-- EXERCISE MATERIALS --
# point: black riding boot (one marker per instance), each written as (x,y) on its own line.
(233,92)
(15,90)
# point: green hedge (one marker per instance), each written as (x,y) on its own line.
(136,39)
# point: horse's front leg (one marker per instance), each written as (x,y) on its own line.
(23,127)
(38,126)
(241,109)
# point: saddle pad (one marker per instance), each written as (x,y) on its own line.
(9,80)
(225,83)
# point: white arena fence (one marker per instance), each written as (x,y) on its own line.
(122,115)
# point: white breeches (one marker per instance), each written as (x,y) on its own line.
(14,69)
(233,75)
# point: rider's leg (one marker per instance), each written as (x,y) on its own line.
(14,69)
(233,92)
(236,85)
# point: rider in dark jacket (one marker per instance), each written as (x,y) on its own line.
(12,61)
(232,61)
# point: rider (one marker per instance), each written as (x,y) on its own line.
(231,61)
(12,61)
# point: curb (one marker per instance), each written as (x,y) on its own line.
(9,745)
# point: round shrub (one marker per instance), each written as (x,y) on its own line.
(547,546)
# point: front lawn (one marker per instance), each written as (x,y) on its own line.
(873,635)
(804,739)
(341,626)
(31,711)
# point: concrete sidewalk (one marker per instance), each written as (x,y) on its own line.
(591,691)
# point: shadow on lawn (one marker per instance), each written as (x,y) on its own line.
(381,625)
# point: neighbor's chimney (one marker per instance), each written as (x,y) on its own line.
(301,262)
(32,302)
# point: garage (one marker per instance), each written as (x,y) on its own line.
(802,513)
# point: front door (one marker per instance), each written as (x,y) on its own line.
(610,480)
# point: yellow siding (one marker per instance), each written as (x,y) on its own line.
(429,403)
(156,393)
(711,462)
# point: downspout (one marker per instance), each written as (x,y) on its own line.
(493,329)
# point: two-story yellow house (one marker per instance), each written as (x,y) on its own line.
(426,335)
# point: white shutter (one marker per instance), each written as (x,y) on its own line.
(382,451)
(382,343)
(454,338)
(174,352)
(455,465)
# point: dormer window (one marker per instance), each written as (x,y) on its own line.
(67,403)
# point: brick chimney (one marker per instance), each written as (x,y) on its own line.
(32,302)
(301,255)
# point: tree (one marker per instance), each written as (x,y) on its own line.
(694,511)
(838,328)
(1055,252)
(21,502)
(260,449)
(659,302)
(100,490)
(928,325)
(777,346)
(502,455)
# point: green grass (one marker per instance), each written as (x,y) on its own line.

-- OBJECTIVE --
Scale the records from the line containing "# point: white shutter" through the end of the records by writing out every line again, requests included, with each point coordinate multiplied by 2 and rounded to a whole number, halves rounded up. Leave the requests and their format samples unchanged.

-- SOLUTION --
# point: white shutter (one marker per instance), each written as (x,y) on its own line.
(764,902)
(764,686)
(908,676)
(348,704)
(910,930)
# point: dormer window (one marker per instance), each written as (x,y) on its own line.
(134,806)
# point: brick chimney (one marker per instance), each written as (x,y) on its own line.
(64,604)
(602,510)
# point: tree (one marker per instance), each written as (x,y) on its own line.
(1388,1022)
(1676,656)
(2110,504)
(42,1004)
(520,898)
(1318,604)
(200,980)
(1856,650)
(1554,692)
(1004,910)
# point: green grass (one marker per instance), each written as (x,y) on its own line.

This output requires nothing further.